Document passage:
+ + +

# Let V be the vector space of real 2 x 2 matrices with inner product (A|B) = tr(B^tA). Let U be the subspace of V consisting of the symmetric matrices. Find an orthogonal basis for U^perp where U^{perp}left{A in V |(A|B)=0 forall B in U right}

Question
Matrices
Let V be the vector space of real 2 x 2 matrices with inner product
(A|B) = tr(B^tA).
Let U be the subspace of V consisting of the symmetric matrices. Find an orthogonal basis for $$U^\perp$$ where $$U^{\perp}\left\{A \in V |(A|B)=0 \forall B \in U \right\}$$

2021-01-18
Step 1
To find an orthogonal basis of $$U^\perp$$ , where U is the subspace consisting of symmetric matrices.

+ + +

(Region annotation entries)
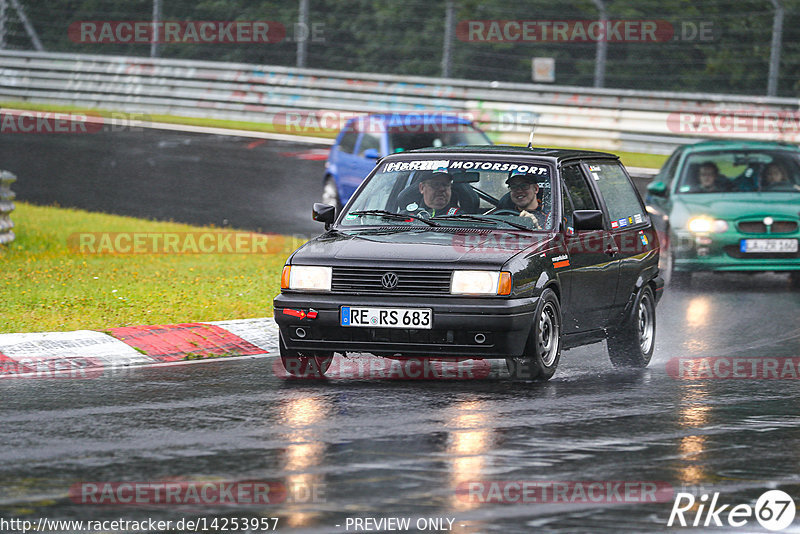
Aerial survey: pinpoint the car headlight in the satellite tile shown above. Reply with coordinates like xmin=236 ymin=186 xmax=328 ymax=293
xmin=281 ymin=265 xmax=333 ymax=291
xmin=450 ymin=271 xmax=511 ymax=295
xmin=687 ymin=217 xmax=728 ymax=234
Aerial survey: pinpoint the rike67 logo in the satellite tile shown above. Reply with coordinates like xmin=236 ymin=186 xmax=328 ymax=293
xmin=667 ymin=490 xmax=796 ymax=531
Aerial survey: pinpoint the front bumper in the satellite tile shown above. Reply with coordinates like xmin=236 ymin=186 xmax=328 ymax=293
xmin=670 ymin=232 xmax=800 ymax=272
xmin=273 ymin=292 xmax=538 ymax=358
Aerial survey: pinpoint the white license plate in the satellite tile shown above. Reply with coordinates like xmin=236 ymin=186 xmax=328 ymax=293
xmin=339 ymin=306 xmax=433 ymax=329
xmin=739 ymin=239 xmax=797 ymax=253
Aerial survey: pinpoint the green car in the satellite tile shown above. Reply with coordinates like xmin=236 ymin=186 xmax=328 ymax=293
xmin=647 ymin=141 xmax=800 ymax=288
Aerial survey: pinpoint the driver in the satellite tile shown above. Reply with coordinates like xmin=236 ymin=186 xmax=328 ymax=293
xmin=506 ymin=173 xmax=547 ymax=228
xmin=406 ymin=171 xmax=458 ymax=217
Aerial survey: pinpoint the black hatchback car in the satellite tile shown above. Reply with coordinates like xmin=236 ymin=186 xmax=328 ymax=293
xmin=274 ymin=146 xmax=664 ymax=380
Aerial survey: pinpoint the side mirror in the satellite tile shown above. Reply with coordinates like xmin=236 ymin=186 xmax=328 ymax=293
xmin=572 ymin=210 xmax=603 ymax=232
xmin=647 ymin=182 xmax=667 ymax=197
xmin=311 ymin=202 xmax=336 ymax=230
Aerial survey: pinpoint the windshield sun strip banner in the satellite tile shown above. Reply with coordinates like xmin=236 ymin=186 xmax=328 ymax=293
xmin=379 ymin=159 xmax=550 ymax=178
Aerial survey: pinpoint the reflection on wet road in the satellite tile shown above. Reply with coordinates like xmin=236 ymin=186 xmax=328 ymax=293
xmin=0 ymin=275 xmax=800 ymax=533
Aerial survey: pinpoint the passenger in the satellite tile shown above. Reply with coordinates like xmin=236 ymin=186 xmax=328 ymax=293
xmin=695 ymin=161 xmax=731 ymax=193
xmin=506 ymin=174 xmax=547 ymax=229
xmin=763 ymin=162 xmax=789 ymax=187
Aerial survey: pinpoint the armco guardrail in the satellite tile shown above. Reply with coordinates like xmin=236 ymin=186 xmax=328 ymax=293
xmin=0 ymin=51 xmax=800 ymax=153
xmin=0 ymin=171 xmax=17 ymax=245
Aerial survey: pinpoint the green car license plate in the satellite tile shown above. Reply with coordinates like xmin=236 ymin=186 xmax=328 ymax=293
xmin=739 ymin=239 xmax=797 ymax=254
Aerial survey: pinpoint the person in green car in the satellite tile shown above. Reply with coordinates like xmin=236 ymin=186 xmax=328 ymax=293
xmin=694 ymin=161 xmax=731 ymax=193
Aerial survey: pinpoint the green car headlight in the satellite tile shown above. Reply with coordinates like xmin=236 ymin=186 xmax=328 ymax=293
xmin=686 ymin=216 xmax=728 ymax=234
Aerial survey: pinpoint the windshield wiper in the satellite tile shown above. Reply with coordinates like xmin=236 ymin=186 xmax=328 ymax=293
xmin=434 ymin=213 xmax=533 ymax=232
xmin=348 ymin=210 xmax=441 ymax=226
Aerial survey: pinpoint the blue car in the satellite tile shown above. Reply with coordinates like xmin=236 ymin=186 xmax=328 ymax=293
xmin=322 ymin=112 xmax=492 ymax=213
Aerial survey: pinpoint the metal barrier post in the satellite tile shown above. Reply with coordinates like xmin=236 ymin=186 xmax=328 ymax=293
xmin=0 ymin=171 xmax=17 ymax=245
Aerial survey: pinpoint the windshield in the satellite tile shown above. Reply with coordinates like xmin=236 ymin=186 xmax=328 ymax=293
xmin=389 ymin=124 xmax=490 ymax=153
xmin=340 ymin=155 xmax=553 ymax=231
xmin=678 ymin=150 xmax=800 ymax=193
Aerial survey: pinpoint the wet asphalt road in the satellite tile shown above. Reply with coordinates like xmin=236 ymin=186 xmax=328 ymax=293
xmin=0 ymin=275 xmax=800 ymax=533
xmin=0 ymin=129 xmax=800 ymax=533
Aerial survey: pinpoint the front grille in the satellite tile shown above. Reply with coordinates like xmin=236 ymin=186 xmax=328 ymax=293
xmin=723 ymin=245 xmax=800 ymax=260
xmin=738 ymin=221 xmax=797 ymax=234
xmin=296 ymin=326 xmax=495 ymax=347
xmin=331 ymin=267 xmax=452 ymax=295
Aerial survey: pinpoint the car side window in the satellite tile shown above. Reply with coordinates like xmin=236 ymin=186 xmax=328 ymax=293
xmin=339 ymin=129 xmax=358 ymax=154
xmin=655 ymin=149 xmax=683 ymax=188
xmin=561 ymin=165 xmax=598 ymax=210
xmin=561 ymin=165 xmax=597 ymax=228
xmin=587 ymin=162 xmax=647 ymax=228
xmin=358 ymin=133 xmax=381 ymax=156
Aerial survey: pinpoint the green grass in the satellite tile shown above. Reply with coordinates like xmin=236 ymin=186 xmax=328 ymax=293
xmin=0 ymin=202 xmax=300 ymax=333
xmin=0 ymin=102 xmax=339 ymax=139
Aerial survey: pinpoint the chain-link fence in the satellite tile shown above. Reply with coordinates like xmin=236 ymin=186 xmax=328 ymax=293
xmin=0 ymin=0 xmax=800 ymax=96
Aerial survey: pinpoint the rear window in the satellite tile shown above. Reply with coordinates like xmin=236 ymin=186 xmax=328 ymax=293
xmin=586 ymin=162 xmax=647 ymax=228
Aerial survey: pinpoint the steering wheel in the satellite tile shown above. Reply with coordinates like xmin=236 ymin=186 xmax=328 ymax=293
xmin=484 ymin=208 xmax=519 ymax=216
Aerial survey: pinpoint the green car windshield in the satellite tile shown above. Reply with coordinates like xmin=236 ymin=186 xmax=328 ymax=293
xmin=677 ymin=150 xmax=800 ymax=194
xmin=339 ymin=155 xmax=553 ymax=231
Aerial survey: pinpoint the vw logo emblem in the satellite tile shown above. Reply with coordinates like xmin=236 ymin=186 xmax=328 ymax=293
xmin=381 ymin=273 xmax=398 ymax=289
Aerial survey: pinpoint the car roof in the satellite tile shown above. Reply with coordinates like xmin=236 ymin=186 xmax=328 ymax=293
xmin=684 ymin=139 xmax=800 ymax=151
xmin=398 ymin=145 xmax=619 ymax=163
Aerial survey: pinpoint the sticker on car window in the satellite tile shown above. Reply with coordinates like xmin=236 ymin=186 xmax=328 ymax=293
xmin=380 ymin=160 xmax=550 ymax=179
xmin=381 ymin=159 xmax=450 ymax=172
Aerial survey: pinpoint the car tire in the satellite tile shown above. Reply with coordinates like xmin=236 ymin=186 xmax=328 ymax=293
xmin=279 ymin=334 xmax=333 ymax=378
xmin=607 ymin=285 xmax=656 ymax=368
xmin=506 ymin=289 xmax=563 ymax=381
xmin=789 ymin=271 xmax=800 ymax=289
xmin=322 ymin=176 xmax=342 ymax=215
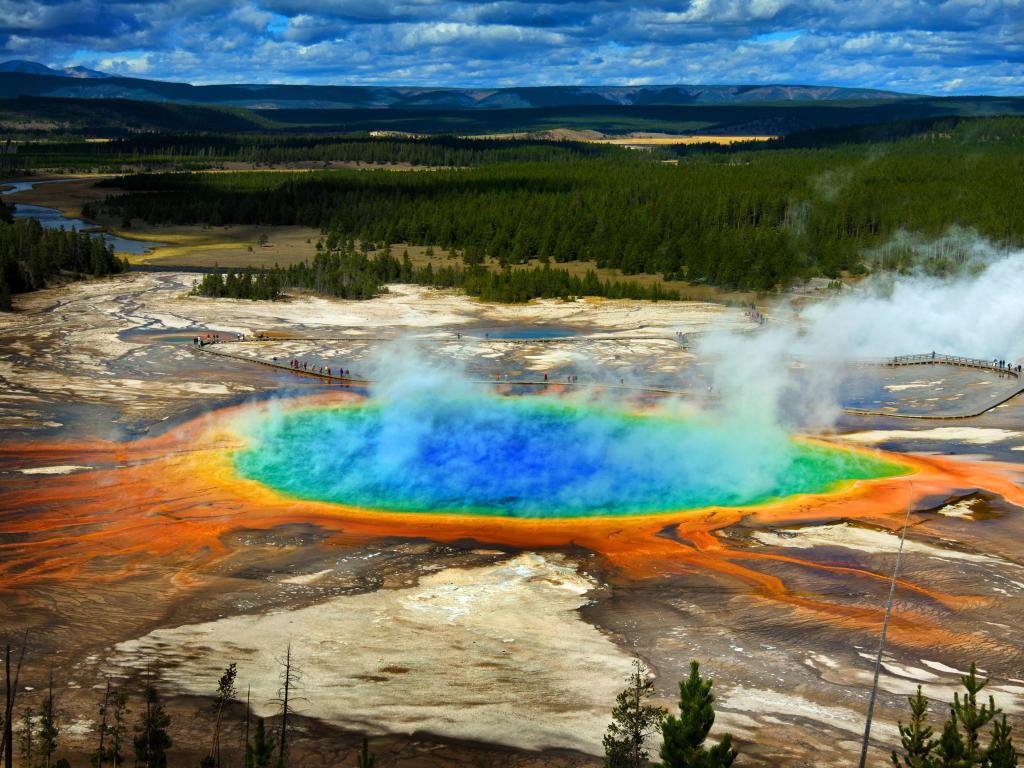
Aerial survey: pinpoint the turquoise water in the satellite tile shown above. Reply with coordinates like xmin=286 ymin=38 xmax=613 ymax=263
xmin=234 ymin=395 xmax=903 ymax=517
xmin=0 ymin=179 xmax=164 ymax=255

+ + +

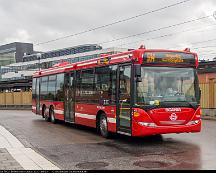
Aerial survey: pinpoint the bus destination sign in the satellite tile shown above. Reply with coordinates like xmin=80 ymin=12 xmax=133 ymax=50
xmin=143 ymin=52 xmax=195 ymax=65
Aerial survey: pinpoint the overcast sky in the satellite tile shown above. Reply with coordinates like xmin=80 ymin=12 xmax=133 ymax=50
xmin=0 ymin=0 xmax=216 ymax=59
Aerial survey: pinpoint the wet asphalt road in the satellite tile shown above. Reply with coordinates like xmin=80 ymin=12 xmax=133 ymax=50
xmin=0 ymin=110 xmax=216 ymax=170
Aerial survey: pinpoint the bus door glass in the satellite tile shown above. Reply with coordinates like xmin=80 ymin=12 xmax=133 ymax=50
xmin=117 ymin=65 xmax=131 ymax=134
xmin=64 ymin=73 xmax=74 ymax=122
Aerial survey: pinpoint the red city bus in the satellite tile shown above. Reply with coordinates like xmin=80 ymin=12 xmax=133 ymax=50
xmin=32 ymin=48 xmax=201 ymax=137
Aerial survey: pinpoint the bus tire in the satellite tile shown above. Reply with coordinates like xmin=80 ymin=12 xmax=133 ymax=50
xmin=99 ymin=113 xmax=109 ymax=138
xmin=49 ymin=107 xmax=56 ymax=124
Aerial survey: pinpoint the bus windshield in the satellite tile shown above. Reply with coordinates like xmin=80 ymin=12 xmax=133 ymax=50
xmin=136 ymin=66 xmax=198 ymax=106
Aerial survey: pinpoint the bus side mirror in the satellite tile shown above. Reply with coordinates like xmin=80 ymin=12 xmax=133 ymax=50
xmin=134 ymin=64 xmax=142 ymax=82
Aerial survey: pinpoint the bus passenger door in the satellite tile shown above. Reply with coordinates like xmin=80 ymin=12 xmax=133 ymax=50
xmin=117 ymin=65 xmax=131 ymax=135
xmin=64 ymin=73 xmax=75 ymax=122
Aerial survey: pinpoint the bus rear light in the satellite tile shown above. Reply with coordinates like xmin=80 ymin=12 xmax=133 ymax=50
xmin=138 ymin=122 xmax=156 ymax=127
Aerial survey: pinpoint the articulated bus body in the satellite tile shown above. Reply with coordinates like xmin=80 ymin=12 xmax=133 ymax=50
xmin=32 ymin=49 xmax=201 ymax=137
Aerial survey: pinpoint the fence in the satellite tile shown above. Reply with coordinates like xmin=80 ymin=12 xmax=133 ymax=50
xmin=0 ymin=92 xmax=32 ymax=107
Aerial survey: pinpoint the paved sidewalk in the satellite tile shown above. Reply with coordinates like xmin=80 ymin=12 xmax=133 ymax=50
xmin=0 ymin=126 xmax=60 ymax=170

+ + +

Work to complete:
A. In the matrix question, which single capital letters serve as names for a vector space, a subspace, or a matrix? List each letter once.
B. Return the passage of the matrix question from "# Let V be the" to "of symmetric matrices.", copied word for word.

Task-by-task outputs:
A. V, U, A, B

B.
# Let V be the vector space of real 2 x 2 matrices with inner product (A|B) = tr(B^tA). Let U be the subspace of V consisting of the symmetric matrices. Find an orthogonal basis for U^perp where U^{perp}left{A in V |(A|B)=0 forall B in U right}

Question
Matrices
Let V be the vector space of real 2 x 2 matrices with inner product
(A|B) = tr(B^tA).
Let U be the subspace of V consisting of the symmetric matrices. Find an orthogonal basis for $$U^\perp$$ where $$U^{\perp}\left\{A \in V |(A|B)=0 \forall B \in U \right\}$$

2021-01-18
Step 1
To find an orthogonal basis of $$U^\perp$$ , where U is the subspace consisting of symmetric matrices.